** start Document excerpt **

HON. NDUNA: Mr. Speaker, I am obliged.  I go along with the Minister and I also applaud him for section (e) that he has put in that it seeks Government’s intervention or knowledge by the Government of the goings on in the Civil Aviation Company.

Amendment to Clause 3 put and agreed to.

Clause 3, as amended, put and agreed to.

Clause 4 put and agreed to.

On Clause 5:

HON. NDUNA: Thank you Mr. Speaker.  On Clause 5, in particular ­ amended after line 10 on page 3 of the Bill, by insertion of the following:­ (5) At least two members shall be appointed for their knowledge and their operational exposure in Civil Aviation – [HON.

MEMBERS: Inaudible interjections.] –


Members, let us lower our voices, it is like a beehive now.  Please, let us hear what the Hon. Member is debating.

HON. NDUNA: Mr. Speaker, the amendment just sought to include women on a 50/50 representation but I want to go further and say even after the inclusion of women on a 50/50 basis, there is need for at least two members to be appointed for their knowledge in the operational exposure to the Civil Aviation system.  Number 6 ­

Members appointed in terms of this section shall only be appointed after – I conferred with the Minister and we agreed that only as it relates to the directors of the company, the airport company.  This is where this amendment Number 6 can actually come into effect but for the purpose and clarity of this House, I want to read what I had proposed as amendments so that the Minister can now delve into what we discussed and what we proposed together.

  • the Minister has by notice in the Gazette and the media invited interested parties to nominate persons suitable for appointment.
  • the Minister has appointed a list of at least 15 suitable candidates to the Committee on Standing Rules and Orders (SRO), unless fewer than 15 nominations are received, in which case the Minister must submit all nominations received to the Committee on SRO.

Why it has been so, is that we sought to align to the commissions but on hindsight, I think I see reason in what the Minister has put across to me.

  • the Committee on SRO has submitted a list of 10 nominees to the Minister.

Take note Mr. Speaker, that the word ‘Minister’ is missing on the Order Paper, page 1277 but I have inserted it as you have alluded to it.  This is what I propose but I think the Minister is now going to speak to the counter proposal that we discussed.  Thank you Mr. Speaker.



GUMBO): Thank you Mr. Speaker.  I would like to thank Hon. Nduna for the proposed amendments that he has made but as a Ministry, we are not agreeable with this amendment on Clause 5.  Firstly, Section 5 is already covered in the current Act.  Secondly, it is important to note that the Committee on SRO falls under the legislative arm of Government and appointment of members to the board is a prerogative of the Executive.  Therefore, it is not possible for nominations to be submitted to the Committee on Standing Rules and Orders.  The doctrine of separation of powers has to be taken into consideration and regarding the appointment of women which the Hon. Member is referring to, I wish to agree with him, that is actually a prerogative for us and to take care of that.  We have already removed some male board members and have substituted them with female members in accordance with the Constitution of Zimbabwe.  So, I wish to implore the Hon. Member to accept my proposal as it stands.  I thank you.

Clauses 6 to 11 put and agreed to.

** end Document excerpt **

Directive a:
Transcribe the parliamentary debate excerpt, starting at the words "HON. NDUNA: Mr. Speaker, I" and ending after the words "3 put and agreed to.".

** start Task material **

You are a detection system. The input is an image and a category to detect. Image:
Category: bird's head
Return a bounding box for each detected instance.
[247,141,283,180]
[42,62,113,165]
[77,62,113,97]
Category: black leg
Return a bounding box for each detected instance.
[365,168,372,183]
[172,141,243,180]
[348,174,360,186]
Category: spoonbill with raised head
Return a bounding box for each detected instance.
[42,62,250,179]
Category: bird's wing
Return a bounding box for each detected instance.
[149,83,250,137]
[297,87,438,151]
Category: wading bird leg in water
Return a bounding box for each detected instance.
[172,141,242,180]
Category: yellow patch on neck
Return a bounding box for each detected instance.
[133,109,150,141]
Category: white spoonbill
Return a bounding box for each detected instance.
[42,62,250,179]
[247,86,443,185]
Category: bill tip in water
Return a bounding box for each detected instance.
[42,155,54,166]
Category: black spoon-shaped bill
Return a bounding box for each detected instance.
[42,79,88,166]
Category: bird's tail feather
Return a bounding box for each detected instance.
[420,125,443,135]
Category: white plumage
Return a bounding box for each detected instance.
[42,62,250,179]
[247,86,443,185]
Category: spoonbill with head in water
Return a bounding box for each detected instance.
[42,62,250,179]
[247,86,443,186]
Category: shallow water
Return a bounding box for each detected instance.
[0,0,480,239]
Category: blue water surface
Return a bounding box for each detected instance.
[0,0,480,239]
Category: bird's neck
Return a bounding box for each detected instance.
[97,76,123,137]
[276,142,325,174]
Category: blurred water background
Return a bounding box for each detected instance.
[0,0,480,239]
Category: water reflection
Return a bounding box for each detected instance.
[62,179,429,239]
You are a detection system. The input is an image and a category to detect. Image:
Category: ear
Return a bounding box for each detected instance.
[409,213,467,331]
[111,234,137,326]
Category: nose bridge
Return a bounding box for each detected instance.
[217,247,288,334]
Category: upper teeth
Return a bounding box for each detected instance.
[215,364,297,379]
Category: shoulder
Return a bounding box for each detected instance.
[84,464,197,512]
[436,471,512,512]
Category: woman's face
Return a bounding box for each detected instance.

** end Task material **

Directive b:
Give the lines of the records from the line containing "Category: blurred water background" through the line containing "[62,179,429,239]" as a Markdown table with the columns No. and Record line, numbering each row and omitting blank lines.

Complete response a:
HON. NDUNA: Mr. Speaker, I am obliged.  I go along with the Minister and I also applaud him for section (e) that he has put in that it seeks Government’s intervention or knowledge by the Government of the goings on in the Civil Aviation Company.

Amendment to Clause 3 put and agreed to.

Complete response b:
| No. | Record line |
|---|---|
| 1 | Category: blurred water background |
| 2 | Return a bounding box for each detected instance. |
| 3 | [0,0,480,239] |
| 4 | Category: water reflection |
| 5 | Return a bounding box for each detected instance. |
| 6 | [62,179,429,239] |